(Page text begins)

General characteristics
- Class & type: Bramble-class screw gunboat
- Displacement: 715 tons (810 tons loaded)
- Length: 165 ft (50 m)
- Beam: 29 ft (8.8 m)
- Draught: 11.2 ft (3.4 m)
- Propulsion: Triple expansion steam engine; Single screw;
- Speed: 13 kn (24 km/h)
- Range: 2,500 nmi (4,600 km) at 10 kn (19 km/h)
- Complement: 76
- Armament: Six 4-inch 25 cwt RBL guns; Four machine guns;

= HMS Lizard (1886) =

Gunboat of the Royal Navy

HMS Lizard was a screw gunboat of the Royal Navy, built by Harland & Wolff, Belfast and launched on 27 November 1886.

She commenced service on the Australia Station in January 1888, serving in New Zealand waters. Commander John Campbell Watson was appointed in command in July 1899, and served until late 1902. In 1900 she was detached to serve on the China Station during the Boxer Rebellion, and she stayed in Chinese waters until August 1901, when she returned to the Australia station. She was the first warship to enter Kiama, New South Wales. Her crew was paid off in September 1902 and ordered back home on a steamship. She was laid up at Sydney in 1904.

==Fate==
She was sold in February 1905 for £800 and was broken up at Balmain, Sydney.

(Page text ends)
(Source material begins)

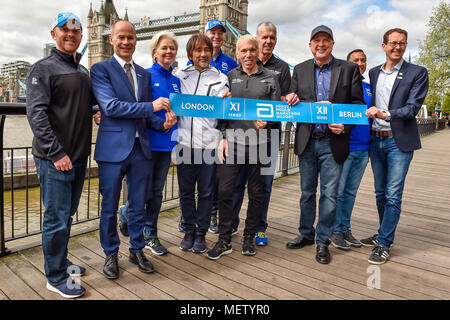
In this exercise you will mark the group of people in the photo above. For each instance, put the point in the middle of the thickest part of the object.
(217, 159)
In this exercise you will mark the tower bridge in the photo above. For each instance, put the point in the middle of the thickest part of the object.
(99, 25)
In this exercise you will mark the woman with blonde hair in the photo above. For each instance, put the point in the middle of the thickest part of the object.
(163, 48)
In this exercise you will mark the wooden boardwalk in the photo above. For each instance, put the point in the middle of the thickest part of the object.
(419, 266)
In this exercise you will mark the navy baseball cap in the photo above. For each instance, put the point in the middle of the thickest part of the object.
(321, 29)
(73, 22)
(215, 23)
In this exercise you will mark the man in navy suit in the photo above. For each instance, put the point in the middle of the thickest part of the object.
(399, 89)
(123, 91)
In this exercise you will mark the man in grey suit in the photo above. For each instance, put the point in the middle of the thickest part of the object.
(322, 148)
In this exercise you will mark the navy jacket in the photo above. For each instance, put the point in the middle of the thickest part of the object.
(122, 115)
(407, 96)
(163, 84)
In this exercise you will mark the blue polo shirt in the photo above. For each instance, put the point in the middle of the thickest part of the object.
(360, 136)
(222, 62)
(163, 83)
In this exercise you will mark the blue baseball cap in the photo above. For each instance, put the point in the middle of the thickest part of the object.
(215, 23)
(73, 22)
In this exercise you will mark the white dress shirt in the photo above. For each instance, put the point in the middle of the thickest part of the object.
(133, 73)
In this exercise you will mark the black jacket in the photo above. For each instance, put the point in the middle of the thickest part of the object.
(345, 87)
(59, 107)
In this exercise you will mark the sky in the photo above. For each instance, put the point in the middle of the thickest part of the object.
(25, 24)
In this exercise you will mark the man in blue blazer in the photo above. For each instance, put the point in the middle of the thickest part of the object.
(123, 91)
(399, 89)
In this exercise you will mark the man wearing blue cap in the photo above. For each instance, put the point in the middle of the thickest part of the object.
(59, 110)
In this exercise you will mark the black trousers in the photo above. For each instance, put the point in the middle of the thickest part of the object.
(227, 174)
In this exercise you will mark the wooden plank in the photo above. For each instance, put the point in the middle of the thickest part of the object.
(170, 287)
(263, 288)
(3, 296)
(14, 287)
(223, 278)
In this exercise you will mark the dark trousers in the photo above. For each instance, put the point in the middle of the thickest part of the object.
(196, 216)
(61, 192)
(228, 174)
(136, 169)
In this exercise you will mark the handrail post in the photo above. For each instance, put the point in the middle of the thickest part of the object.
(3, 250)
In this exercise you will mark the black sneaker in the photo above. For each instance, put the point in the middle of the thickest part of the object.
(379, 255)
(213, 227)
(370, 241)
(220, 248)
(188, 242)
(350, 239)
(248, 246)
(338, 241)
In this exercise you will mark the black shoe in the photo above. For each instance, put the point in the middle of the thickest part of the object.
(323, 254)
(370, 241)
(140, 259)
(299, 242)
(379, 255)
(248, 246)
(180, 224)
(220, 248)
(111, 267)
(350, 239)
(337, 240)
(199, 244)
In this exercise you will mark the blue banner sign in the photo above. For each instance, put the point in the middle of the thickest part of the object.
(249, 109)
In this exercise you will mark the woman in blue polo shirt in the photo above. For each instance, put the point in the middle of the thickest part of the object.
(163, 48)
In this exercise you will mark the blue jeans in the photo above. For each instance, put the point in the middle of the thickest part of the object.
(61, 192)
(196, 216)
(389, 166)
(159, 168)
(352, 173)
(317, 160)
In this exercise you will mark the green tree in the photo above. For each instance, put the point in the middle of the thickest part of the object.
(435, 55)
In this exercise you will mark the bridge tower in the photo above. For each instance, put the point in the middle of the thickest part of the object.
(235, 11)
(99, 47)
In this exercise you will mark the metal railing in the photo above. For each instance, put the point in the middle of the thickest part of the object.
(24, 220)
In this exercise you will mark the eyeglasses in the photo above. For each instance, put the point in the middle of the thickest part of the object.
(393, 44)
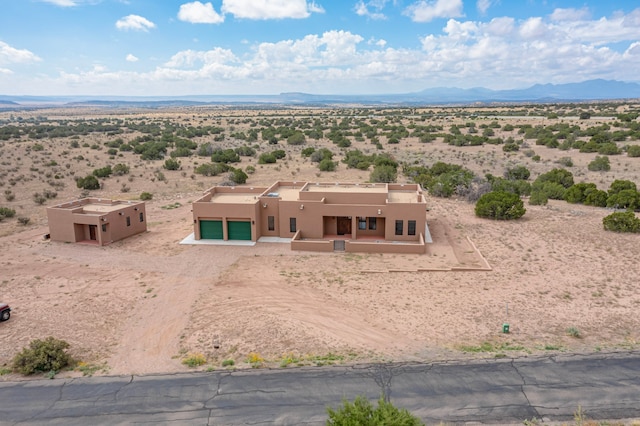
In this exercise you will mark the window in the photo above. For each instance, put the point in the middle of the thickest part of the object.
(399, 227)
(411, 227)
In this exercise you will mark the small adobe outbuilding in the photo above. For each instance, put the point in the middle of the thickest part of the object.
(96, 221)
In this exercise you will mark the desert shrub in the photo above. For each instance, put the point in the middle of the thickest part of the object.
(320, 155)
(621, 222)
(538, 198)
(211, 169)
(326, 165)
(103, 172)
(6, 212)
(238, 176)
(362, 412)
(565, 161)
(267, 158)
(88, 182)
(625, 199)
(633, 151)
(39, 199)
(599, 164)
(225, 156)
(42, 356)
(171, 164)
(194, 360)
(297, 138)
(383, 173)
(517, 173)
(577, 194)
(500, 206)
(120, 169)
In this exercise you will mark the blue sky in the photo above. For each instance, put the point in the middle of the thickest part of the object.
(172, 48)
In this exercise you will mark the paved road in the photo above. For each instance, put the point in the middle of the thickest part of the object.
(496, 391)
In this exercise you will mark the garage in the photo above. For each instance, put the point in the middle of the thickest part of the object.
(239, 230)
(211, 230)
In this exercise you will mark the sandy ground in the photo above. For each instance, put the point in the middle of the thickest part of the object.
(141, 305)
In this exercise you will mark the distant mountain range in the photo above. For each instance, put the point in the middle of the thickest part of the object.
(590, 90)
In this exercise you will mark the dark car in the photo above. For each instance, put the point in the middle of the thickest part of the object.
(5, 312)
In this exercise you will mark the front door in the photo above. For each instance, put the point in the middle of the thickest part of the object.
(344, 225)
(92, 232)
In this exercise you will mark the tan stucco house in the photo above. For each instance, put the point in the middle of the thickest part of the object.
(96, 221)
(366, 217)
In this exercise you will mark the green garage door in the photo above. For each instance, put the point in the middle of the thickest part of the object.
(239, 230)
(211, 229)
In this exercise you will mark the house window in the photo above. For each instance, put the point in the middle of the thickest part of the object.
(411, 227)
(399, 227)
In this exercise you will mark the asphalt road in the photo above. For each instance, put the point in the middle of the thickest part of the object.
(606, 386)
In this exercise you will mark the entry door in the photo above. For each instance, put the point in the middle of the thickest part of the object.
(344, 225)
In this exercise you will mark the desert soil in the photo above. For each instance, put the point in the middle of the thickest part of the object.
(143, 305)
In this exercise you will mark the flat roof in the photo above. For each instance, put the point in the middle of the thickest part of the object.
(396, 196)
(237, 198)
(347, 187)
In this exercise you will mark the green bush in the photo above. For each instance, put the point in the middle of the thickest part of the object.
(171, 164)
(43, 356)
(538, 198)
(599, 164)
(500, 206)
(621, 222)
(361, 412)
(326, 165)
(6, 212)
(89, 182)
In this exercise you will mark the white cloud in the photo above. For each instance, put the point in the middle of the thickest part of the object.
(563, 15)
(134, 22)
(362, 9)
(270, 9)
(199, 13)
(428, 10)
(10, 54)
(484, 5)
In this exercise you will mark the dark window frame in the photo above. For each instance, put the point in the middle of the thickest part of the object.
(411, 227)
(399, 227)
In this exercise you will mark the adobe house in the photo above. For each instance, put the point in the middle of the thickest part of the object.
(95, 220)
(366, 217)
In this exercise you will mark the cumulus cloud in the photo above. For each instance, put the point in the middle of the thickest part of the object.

(Source material ends)

**Questions on the material:**
1 - Reproduce word for word the part of the HMS Lizard article that opens with the words containing "General characteristics" and closes with "11.2 ft (3.4 m)".
2 - Using the HMS Lizard article, decide whether each statement agrees with it, answering yes or no and quoting the deciding words: (a) The gunboat was built by Harland & Wolff in Belfast. (b) She went back to the Australia station in August 1902. (c) She was sold in 1904 for £800.
Rely only on the HMS Lizard article for this.

**Solved problems:**
1 -
General characteristics
- Class & type: Bramble-class screw gunboat
- Displacement: 715 tons (810 tons loaded)
- Length: 165 ft (50 m)
- Beam: 29 ft (8.8 m)
- Draught: 11.2 ft (3.4 m)

2 -
(a) Yes: "built by Harland & Wolff, Belfast"
(b) No: "she stayed in Chinese waters until August 1901, when she returned to the Australia station"
(c) No: "She was sold in February 1905 for £800"